__Stored rows__.
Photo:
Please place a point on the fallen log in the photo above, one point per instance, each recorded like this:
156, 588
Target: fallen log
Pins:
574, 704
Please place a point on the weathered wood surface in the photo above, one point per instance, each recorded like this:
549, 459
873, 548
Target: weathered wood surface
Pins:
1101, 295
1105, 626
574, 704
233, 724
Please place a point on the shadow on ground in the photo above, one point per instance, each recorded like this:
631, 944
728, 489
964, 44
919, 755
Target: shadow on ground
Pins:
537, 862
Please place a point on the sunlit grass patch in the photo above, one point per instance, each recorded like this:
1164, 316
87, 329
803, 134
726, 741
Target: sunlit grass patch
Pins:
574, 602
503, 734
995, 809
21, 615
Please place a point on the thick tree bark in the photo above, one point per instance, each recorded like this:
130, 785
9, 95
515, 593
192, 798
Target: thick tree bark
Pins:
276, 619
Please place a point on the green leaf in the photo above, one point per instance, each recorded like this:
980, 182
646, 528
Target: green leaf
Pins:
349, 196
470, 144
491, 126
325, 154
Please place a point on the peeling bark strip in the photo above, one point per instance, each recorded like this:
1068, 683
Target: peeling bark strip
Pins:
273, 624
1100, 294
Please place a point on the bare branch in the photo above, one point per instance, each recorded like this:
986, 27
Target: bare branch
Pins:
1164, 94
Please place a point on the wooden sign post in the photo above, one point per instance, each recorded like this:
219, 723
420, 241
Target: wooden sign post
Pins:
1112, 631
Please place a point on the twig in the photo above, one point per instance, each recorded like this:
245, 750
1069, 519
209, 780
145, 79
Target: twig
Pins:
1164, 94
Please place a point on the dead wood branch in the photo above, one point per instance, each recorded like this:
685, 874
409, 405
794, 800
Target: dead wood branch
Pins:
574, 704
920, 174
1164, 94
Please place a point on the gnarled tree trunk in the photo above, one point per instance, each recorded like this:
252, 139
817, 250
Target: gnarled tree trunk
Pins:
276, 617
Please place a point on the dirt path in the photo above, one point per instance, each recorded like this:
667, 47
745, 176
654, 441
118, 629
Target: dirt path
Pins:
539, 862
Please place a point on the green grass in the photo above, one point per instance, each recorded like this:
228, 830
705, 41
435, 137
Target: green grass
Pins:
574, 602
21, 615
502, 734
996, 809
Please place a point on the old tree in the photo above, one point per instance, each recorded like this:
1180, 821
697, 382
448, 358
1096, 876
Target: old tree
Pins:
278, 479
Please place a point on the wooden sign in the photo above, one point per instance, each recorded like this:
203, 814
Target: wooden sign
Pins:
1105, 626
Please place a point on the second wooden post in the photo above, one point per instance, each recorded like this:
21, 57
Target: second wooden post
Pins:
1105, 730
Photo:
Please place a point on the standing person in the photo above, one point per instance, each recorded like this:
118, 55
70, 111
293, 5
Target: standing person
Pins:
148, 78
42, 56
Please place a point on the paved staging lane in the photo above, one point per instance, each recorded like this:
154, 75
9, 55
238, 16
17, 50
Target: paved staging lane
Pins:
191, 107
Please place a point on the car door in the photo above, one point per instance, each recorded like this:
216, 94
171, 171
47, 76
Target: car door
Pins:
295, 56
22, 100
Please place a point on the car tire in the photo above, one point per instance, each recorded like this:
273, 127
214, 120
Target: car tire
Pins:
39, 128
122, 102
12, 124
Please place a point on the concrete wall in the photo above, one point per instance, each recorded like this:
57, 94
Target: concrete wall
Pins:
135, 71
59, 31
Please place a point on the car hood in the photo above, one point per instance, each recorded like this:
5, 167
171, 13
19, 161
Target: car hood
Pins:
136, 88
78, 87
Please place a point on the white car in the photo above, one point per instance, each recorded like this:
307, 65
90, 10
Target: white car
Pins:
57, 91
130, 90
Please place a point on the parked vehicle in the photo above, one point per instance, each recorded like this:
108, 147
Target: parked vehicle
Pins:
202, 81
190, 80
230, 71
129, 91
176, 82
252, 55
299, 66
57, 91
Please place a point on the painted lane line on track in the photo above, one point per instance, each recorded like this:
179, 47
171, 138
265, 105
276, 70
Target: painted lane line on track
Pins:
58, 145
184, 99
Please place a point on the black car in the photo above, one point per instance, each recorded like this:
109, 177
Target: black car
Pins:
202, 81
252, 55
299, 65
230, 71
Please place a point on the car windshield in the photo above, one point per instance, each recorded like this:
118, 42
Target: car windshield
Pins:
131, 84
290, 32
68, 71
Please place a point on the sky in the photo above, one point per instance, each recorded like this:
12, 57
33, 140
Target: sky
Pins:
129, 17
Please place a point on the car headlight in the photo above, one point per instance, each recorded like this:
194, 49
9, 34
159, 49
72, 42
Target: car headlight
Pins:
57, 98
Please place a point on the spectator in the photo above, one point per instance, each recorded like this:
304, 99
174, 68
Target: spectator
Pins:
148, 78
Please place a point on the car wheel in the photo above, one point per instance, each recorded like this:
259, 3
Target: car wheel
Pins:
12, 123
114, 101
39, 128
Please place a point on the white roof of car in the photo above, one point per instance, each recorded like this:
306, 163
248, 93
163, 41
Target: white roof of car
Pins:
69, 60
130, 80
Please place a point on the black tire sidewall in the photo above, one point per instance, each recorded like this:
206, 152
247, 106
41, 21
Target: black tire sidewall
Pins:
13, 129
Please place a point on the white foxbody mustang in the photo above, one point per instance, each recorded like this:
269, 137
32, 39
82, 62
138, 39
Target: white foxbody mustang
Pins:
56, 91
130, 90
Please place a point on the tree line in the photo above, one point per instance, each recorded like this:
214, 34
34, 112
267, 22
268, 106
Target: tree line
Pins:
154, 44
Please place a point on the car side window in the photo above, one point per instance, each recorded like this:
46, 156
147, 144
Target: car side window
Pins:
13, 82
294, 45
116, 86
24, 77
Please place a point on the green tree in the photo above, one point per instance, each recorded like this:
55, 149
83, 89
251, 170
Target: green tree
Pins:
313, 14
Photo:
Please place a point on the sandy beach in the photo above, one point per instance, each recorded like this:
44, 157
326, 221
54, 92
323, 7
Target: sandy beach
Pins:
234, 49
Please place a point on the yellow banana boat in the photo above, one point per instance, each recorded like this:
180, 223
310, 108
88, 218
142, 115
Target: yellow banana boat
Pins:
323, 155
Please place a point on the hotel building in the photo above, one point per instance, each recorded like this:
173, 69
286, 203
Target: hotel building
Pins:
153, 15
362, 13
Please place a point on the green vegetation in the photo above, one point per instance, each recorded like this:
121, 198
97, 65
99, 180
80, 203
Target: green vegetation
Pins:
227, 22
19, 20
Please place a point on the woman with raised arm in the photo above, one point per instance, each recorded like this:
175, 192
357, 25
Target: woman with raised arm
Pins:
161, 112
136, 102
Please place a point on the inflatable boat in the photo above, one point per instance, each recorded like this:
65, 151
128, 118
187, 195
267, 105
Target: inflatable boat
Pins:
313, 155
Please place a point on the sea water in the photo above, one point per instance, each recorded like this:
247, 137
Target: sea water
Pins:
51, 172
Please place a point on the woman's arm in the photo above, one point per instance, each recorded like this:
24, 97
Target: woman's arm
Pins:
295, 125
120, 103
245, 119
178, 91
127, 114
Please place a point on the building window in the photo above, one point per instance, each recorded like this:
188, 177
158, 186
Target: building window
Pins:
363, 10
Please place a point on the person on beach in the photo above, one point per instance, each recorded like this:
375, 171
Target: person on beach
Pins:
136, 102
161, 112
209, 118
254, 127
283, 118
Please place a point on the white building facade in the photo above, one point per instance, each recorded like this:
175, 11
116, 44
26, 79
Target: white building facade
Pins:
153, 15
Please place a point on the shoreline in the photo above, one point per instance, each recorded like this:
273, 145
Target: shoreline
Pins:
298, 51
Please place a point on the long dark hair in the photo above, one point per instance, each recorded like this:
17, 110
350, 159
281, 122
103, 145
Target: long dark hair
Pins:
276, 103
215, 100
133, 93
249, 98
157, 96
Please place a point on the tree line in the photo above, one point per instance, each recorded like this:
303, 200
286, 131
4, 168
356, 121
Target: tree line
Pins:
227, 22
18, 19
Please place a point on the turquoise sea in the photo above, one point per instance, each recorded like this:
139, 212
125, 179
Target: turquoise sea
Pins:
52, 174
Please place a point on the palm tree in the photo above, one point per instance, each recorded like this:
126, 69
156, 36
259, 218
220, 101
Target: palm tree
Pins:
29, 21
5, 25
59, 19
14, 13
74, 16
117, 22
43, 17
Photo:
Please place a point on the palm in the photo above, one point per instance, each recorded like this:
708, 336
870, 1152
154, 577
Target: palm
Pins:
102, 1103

__Aim__.
Turn the lines above, starting at the one containing "Please place a point on the building" and ending at the last line, into a Markdown table with a Row column numbering each line and a Line column holding its text. Skip any blank lines.

__Final result__.
| Row | Line |
|---|---|
| 1 | Please place a point on the building window in the photo above, one point per instance, each recorded like this: |
| 2 | 188, 177 |
| 3 | 158, 186 |
| 4 | Target: building window |
| 5 | Pins: |
| 6 | 363, 10 |
| 7 | Please place a point on the person on beach in the photo above, one point per instance, each recorded like this: |
| 8 | 375, 171 |
| 9 | Target: person on beach |
| 10 | Pins: |
| 11 | 136, 102 |
| 12 | 161, 112 |
| 13 | 209, 118 |
| 14 | 254, 127 |
| 15 | 283, 118 |
| 16 | Please place a point on the white building facade in the photo above, one point per instance, each recorded like this: |
| 17 | 175, 11 |
| 18 | 116, 44 |
| 19 | 26, 79 |
| 20 | Target: white building facade |
| 21 | Pins: |
| 22 | 153, 15 |
| 23 | Please place a point on the shoreline in the photo above, one point per instance, each recorded like this: |
| 24 | 273, 145 |
| 25 | Target: shoreline |
| 26 | Pins: |
| 27 | 298, 51 |
| 28 | Please place a point on the long dark hair in the photo above, one point per instance, each recorded like this: |
| 29 | 17, 110 |
| 30 | 350, 159 |
| 31 | 281, 122 |
| 32 | 103, 145 |
| 33 | Target: long dark hair |
| 34 | Pins: |
| 35 | 276, 103 |
| 36 | 215, 100 |
| 37 | 133, 93 |
| 38 | 249, 98 |
| 39 | 157, 96 |
| 40 | Please place a point on the tree line in the photo above, one point per instance, each recorded like this: |
| 41 | 303, 200 |
| 42 | 286, 131 |
| 43 | 4, 168 |
| 44 | 356, 121 |
| 45 | Target: tree line |
| 46 | Pins: |
| 47 | 227, 22 |
| 48 | 18, 19 |
| 49 | Please place a point on the turquoise sea in the photo above, one point per instance, each recorded like this: |
| 50 | 139, 212 |
| 51 | 125, 179 |
| 52 | Target: turquoise sea |
| 53 | Pins: |
| 54 | 52, 174 |
| 55 | Please place a point on the palm tree in the photo above, one point per instance, each recorded like this: |
| 56 | 126, 69 |
| 57 | 156, 36 |
| 58 | 259, 218 |
| 59 | 220, 101 |
| 60 | Target: palm tree |
| 61 | Pins: |
| 62 | 29, 21 |
| 63 | 5, 25 |
| 64 | 59, 19 |
| 65 | 14, 13 |
| 66 | 74, 16 |
| 67 | 117, 22 |
| 68 | 43, 17 |
| 69 | Photo: |
| 70 | Please place a point on the palm in the photo above, one point per instance, each recorded like this: |
| 71 | 708, 336 |
| 72 | 870, 1152 |
| 73 | 154, 577 |
| 74 | Target: palm |
| 75 | Pins: |
| 76 | 102, 1103 |